Given entries =>
══════════

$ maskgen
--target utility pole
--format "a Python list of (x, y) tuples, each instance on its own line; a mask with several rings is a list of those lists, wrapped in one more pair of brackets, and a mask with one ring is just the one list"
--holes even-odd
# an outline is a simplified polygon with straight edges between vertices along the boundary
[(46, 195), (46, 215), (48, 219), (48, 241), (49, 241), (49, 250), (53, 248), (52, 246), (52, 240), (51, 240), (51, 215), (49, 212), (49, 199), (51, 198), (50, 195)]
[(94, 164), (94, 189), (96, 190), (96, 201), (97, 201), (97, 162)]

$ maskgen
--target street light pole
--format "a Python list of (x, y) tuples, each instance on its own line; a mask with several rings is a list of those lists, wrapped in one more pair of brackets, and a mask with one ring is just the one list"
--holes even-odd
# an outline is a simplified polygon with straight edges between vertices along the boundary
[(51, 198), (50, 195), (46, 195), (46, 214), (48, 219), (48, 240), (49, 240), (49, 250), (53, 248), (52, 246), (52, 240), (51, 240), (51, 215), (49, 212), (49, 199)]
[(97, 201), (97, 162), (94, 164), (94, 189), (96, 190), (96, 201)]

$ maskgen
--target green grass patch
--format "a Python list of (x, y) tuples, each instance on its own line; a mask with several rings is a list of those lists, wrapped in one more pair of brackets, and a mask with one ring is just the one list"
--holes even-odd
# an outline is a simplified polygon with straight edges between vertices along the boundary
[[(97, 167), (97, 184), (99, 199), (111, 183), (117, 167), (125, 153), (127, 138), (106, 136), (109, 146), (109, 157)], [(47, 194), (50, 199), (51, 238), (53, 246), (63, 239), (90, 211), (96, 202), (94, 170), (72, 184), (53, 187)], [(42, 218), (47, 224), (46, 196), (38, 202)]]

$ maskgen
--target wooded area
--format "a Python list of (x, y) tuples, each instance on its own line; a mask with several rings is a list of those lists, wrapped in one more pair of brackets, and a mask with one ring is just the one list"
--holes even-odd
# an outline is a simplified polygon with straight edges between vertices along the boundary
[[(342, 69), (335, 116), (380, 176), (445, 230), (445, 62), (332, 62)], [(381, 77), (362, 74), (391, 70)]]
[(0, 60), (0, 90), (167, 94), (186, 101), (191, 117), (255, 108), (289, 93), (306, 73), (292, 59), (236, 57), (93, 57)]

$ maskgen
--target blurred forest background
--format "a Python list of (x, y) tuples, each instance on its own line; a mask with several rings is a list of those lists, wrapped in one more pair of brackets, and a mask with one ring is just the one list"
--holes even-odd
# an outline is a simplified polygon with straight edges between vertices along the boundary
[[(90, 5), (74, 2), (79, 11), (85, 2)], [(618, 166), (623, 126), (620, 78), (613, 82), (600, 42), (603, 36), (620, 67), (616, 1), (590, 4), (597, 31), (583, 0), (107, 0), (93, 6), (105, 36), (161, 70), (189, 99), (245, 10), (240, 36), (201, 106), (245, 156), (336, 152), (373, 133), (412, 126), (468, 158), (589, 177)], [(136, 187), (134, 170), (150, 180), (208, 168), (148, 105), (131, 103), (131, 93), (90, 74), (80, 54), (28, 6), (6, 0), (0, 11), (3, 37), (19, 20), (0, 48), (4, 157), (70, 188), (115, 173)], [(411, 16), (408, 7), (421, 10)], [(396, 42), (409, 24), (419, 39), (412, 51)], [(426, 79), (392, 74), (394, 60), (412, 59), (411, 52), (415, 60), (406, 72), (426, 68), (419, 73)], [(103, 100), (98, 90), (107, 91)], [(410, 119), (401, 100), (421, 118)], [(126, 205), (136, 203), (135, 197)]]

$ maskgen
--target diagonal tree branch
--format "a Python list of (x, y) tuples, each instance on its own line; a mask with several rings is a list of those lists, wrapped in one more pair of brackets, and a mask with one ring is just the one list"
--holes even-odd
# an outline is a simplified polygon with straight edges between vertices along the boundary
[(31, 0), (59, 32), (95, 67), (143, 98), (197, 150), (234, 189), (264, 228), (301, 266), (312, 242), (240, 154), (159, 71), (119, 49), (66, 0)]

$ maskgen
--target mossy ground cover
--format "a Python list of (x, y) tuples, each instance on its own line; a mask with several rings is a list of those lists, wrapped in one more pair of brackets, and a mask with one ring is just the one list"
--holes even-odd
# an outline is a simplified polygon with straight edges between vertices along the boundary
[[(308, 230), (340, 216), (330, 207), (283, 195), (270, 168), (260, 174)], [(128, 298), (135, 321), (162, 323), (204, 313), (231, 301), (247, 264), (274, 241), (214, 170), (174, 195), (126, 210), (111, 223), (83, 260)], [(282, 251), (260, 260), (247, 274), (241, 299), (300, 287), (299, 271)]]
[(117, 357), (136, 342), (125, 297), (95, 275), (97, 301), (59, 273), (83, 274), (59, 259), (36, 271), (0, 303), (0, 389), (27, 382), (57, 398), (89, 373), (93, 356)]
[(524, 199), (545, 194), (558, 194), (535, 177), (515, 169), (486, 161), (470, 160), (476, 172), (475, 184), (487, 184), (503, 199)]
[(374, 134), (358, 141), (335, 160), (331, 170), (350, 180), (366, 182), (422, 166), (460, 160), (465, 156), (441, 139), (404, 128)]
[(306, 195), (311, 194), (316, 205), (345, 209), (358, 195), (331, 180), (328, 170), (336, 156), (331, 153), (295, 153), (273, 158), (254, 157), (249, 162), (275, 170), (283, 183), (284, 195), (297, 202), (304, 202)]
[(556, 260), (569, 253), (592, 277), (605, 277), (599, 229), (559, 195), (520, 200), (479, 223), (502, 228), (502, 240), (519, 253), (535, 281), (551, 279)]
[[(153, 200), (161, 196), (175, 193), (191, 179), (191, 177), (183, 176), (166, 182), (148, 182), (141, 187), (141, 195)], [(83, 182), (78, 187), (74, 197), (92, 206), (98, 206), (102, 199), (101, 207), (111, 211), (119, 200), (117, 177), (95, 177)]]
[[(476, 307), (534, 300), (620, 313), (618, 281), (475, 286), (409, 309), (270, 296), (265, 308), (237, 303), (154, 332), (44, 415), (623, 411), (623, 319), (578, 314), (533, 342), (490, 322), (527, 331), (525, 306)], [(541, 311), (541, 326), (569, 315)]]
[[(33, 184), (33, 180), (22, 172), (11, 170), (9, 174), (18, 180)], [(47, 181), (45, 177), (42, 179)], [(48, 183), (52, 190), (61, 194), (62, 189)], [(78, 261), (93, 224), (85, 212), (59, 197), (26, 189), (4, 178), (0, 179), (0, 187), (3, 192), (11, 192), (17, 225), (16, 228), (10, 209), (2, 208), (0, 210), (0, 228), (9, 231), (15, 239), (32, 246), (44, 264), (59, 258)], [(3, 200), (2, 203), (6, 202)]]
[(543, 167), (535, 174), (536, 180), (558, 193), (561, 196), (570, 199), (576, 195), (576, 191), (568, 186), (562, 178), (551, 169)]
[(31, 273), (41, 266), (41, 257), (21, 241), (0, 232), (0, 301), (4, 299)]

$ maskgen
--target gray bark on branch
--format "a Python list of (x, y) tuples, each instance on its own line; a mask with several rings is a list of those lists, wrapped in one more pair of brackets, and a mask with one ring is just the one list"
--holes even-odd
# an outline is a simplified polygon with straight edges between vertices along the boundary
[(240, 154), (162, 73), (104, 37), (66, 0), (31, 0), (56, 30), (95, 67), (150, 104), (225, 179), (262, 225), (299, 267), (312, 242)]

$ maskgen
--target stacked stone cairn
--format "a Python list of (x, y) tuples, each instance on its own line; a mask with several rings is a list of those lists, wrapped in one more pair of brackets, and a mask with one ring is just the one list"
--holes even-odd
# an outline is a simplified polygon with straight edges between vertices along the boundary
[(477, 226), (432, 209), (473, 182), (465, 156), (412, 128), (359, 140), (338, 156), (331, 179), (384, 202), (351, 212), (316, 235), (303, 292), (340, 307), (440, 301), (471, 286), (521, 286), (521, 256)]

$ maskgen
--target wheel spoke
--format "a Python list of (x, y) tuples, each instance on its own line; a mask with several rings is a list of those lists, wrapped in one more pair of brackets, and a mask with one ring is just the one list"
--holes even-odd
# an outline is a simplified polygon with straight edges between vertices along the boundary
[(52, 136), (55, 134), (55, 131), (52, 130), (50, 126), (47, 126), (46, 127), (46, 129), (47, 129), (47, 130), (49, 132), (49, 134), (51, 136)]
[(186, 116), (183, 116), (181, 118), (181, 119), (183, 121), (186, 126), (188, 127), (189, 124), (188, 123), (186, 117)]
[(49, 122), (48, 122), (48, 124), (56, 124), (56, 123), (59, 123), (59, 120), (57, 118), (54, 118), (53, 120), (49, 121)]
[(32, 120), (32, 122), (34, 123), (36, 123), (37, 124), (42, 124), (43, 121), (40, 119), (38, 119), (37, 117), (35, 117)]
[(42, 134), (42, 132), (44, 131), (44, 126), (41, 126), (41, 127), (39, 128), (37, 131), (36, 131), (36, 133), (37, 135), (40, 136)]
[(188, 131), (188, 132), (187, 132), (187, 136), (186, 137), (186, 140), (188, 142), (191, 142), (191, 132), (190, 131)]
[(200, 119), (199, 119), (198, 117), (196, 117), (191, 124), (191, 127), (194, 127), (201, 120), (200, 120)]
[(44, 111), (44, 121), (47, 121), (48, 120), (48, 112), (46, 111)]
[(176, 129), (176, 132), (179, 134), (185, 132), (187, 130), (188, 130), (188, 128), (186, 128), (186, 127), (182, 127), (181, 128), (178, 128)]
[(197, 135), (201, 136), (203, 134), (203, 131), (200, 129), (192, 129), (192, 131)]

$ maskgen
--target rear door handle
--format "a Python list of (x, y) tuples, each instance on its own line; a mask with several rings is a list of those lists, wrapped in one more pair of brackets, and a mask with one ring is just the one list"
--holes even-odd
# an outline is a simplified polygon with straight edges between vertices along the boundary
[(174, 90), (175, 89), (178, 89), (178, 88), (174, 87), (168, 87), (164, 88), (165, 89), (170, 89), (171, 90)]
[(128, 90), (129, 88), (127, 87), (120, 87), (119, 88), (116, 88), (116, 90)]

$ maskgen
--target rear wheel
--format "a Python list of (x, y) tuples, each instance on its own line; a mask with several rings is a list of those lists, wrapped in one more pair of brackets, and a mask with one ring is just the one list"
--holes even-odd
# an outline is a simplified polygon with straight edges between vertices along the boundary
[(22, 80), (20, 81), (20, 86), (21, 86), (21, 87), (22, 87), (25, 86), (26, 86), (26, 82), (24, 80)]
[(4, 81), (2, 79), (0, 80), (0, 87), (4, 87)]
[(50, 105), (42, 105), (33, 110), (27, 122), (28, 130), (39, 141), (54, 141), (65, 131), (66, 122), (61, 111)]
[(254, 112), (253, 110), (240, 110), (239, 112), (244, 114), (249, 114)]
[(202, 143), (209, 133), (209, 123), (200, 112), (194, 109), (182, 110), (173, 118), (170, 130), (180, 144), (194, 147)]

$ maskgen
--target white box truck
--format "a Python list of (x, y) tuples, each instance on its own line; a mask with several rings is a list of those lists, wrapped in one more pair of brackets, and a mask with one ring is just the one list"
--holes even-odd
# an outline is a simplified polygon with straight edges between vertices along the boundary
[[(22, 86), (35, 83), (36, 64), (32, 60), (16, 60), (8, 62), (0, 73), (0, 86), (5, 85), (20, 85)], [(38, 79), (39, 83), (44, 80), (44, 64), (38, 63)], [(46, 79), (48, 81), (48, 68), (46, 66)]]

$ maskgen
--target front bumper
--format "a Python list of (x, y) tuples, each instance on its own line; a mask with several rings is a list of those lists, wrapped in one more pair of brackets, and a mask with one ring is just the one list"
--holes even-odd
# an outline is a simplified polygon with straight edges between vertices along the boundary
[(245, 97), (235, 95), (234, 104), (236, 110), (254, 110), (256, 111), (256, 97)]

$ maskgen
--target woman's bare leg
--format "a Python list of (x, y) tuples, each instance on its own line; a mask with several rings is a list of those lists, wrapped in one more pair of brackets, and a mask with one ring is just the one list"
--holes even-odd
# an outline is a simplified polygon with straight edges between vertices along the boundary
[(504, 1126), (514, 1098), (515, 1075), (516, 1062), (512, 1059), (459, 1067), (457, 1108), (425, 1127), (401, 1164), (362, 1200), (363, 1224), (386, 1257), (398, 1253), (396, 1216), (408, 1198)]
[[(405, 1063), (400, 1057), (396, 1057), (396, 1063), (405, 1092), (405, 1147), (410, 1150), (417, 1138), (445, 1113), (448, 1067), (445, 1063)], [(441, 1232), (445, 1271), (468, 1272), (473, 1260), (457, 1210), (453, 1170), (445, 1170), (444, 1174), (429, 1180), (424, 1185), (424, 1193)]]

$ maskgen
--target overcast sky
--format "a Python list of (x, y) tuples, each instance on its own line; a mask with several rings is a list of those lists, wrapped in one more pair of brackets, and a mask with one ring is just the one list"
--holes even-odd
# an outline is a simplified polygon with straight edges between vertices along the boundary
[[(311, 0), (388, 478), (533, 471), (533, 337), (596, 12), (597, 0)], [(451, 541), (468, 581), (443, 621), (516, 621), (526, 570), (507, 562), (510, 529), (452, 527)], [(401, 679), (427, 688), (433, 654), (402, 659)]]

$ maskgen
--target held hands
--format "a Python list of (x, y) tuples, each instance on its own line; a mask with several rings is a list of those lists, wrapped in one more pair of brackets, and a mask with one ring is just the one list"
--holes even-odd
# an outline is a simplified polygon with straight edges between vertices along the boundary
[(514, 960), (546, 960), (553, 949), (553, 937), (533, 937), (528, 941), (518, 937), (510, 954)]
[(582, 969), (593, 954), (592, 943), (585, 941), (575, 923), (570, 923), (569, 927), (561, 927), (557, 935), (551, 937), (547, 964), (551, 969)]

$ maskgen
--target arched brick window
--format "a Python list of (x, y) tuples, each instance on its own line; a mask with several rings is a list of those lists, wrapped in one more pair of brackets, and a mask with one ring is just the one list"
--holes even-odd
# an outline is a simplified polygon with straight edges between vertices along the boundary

══════════

Problem to solve =>
Repeat the stretch of material from its first line through the line containing "198), (50, 195)]", including both of those lines.

Answer for this exercise =>
$ maskgen
--target utility pole
--format "a Python list of (x, y) tuples, each instance on its own line; a mask with several rings is a list of those lists, wrapped in one more pair of brackets, and a mask with one ring is just the one list"
--holes even-odd
# an outline is a simplified polygon with straight edges between vertices along the boundary
[(46, 195), (46, 215), (48, 219), (48, 241), (49, 241), (49, 250), (53, 248), (52, 246), (52, 240), (51, 240), (51, 215), (49, 212), (49, 199), (51, 198), (50, 195)]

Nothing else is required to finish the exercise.